Data section:
--- Begin ---
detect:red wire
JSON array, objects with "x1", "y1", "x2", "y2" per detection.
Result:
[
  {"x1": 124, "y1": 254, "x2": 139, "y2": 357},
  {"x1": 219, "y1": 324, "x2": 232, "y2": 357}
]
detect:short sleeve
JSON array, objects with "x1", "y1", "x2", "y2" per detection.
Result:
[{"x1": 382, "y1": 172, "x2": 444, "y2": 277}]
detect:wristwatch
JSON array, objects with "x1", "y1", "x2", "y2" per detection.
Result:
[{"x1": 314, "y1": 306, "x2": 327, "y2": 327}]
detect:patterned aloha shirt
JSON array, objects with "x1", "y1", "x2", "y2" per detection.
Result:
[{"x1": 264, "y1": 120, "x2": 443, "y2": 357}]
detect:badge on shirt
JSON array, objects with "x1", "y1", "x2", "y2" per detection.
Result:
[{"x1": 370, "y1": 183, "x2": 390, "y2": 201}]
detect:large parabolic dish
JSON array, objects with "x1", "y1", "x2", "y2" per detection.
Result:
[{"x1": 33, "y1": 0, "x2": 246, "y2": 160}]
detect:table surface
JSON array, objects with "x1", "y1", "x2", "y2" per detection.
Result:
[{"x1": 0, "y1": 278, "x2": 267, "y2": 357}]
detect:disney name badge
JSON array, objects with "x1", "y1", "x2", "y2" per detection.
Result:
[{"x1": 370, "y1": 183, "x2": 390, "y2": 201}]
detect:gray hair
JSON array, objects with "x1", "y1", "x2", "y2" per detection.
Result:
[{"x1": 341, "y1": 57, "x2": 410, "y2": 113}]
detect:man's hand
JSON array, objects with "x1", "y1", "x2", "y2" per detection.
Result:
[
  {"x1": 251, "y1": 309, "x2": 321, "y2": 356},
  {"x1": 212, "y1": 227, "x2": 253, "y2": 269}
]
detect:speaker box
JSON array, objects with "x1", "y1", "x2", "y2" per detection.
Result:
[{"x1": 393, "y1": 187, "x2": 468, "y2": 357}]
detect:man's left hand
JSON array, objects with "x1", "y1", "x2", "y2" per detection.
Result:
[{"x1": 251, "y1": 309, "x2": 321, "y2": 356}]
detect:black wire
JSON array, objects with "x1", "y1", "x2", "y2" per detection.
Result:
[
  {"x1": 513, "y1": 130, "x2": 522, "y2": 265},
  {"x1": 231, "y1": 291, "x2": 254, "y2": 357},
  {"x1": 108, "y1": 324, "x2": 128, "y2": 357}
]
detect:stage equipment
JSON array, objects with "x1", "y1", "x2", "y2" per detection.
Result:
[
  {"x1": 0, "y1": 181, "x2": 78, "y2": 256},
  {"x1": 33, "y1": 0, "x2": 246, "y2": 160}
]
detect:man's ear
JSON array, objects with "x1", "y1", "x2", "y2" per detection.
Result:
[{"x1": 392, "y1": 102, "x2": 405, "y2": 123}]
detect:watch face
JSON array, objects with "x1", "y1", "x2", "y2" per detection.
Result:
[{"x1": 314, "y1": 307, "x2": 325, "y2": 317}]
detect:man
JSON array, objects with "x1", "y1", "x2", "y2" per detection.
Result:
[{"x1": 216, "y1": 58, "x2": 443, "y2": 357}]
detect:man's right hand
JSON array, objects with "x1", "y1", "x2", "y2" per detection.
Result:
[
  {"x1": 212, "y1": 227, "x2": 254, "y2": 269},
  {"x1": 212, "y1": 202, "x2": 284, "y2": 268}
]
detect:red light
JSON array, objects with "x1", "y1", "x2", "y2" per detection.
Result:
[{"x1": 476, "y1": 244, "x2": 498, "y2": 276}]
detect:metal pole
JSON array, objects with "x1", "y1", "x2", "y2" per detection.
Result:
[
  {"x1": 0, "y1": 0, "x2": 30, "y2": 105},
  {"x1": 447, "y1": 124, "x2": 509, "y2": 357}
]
--- End ---
Objective: Copy these lines word for word, beginning at the line that contains "detect:watch face" and ending with the last line, both included.

Full answer:
detect:watch face
JSON array, objects with "x1", "y1", "x2", "y2" per detection.
Result:
[{"x1": 314, "y1": 307, "x2": 325, "y2": 317}]
detect:man
JSON array, objects with "x1", "y1", "x2", "y2" per detection.
Result:
[{"x1": 216, "y1": 58, "x2": 443, "y2": 357}]
detect:man's right hand
JSON array, objects with "x1", "y1", "x2", "y2" per detection.
Result:
[
  {"x1": 212, "y1": 227, "x2": 254, "y2": 269},
  {"x1": 212, "y1": 202, "x2": 284, "y2": 268}
]
detect:red light
JSON array, objects with "x1", "y1", "x2", "y2" per detection.
Result:
[{"x1": 476, "y1": 244, "x2": 498, "y2": 276}]
detect:metal pole
JSON array, objects with "x1", "y1", "x2", "y2" per detection.
Result:
[
  {"x1": 0, "y1": 0, "x2": 30, "y2": 105},
  {"x1": 447, "y1": 124, "x2": 509, "y2": 357}
]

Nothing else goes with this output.